Copy all of the records below verbatim.

[PROVIDED RECORDS]

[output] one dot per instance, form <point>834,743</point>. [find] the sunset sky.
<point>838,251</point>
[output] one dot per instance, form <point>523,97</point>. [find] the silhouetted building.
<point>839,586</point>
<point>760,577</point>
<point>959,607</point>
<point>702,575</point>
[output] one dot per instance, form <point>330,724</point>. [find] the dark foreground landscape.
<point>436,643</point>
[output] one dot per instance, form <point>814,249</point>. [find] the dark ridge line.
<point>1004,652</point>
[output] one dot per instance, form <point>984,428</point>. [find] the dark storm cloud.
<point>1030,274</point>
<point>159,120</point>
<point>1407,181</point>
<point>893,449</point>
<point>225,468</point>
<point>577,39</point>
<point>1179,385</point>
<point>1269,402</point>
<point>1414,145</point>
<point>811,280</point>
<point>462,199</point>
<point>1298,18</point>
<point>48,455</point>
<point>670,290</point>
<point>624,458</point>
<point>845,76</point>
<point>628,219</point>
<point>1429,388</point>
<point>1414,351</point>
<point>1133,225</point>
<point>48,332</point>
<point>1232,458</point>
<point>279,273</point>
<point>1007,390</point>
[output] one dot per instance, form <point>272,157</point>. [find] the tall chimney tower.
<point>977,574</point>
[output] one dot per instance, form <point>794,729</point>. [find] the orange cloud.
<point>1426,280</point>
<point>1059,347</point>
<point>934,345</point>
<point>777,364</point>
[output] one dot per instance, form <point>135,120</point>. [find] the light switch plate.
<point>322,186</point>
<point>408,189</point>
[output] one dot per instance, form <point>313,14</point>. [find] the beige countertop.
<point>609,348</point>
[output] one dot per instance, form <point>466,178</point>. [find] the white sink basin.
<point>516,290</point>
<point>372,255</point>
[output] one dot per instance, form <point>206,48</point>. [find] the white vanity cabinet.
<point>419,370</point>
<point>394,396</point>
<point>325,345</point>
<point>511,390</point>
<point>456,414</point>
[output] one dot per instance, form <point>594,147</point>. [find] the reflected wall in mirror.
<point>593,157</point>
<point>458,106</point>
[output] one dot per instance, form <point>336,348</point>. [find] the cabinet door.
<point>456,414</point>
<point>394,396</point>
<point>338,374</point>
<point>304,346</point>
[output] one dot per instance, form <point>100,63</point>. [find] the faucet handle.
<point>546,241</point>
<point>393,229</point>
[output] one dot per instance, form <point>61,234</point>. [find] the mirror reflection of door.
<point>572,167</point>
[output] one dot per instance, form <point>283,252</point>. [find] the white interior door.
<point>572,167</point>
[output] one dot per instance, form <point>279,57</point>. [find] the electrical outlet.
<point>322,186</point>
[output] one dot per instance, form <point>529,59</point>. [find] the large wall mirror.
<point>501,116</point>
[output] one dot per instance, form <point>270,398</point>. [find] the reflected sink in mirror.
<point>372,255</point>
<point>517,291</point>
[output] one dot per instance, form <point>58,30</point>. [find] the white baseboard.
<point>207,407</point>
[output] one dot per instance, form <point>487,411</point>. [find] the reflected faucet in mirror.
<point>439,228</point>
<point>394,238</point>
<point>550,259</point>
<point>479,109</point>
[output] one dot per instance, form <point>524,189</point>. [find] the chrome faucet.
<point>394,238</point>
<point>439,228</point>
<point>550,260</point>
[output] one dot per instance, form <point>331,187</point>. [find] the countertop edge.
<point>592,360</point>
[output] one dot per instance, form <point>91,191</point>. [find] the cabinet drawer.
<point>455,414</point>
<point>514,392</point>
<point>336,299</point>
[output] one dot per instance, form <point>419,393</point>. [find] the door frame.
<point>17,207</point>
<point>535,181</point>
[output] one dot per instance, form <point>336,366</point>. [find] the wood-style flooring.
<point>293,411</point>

[/PROVIDED RECORDS]

■ **EXERCISE SOLUTION**
[output] one dot per instance, form <point>834,743</point>. [find] the sunset sky.
<point>838,251</point>
[output] one dot per instance, form <point>523,97</point>. [find] the silhouetted building.
<point>839,586</point>
<point>760,577</point>
<point>959,607</point>
<point>702,575</point>
[output] one dot per instance, form <point>330,724</point>. [find] the dark foreground landscape.
<point>436,643</point>
[output] one dot per instance, form <point>814,249</point>. [find] the dark ridge line.
<point>1004,652</point>
[output] one dot per instance, form <point>984,428</point>. [find] the dark storm cloud.
<point>1030,274</point>
<point>159,120</point>
<point>1407,181</point>
<point>893,449</point>
<point>225,468</point>
<point>577,39</point>
<point>1179,385</point>
<point>1269,402</point>
<point>1414,145</point>
<point>811,280</point>
<point>462,199</point>
<point>1298,18</point>
<point>48,455</point>
<point>670,290</point>
<point>624,458</point>
<point>845,76</point>
<point>628,219</point>
<point>1429,388</point>
<point>1414,351</point>
<point>1133,225</point>
<point>48,332</point>
<point>1232,458</point>
<point>279,273</point>
<point>1007,390</point>
[output] one dot per instance, form <point>272,157</point>. [find] the tall chimney tower.
<point>977,574</point>
[output] one dot per instance, form <point>794,729</point>. [find] the orange cloud.
<point>1426,280</point>
<point>1059,347</point>
<point>934,345</point>
<point>777,364</point>
[output] one dot per instance, form <point>135,120</point>. [find] the light switch plate.
<point>322,186</point>
<point>408,189</point>
[output] one dot per instance, form <point>313,14</point>. [find] the beige countertop.
<point>609,348</point>
[output] one dot per instance, form <point>466,178</point>. [find] the white sink basin.
<point>516,290</point>
<point>372,255</point>
[output] one dot per instance, form <point>206,48</point>. [find] the white vanity cabinet.
<point>419,370</point>
<point>394,396</point>
<point>325,345</point>
<point>511,390</point>
<point>456,414</point>
[output] one dot per instance, form <point>594,147</point>. [find] the reflected wall in mirror.
<point>593,157</point>
<point>458,106</point>
[output] one dot per instance, form <point>336,348</point>. [find] the cabinet door.
<point>456,414</point>
<point>394,396</point>
<point>338,374</point>
<point>304,346</point>
[output] one dot per instance, form <point>100,63</point>. [find] the faucet handle.
<point>546,241</point>
<point>393,229</point>
[output] one dot per instance, form <point>61,234</point>. [find] the mirror reflection of door.
<point>572,167</point>
[output] one dot per instance, form <point>283,252</point>. [find] the white interior door.
<point>572,167</point>
[output] one dot per instance, form <point>279,57</point>. [find] the electrical outlet.
<point>322,186</point>
[output] one dot per instance, form <point>529,59</point>. [find] the large wall mirror.
<point>501,116</point>
[output] one dot per instance, form <point>270,398</point>. [find] the reflected sink in mirror.
<point>372,255</point>
<point>517,291</point>
[output] one dot per instance, form <point>58,30</point>. [find] the white baseboard.
<point>207,407</point>
[output] one dot per instance, form <point>487,411</point>. [find] the reflected faucet in mirror.
<point>439,228</point>
<point>394,238</point>
<point>550,259</point>
<point>479,109</point>
[output] one dot per instance, form <point>524,189</point>. [find] the chrome faucet.
<point>394,238</point>
<point>439,228</point>
<point>550,260</point>
[output] one dot per instance, form <point>331,187</point>. [find] the countertop edge.
<point>592,360</point>
[output] one dot per instance, form <point>91,191</point>. [find] the cabinet drawer.
<point>455,414</point>
<point>514,392</point>
<point>336,299</point>
[output] one dot per instance, form <point>419,393</point>. [find] the door frame.
<point>17,207</point>
<point>535,181</point>
[output] one dot per instance, form <point>336,366</point>. [find] the wood-style flooring.
<point>293,411</point>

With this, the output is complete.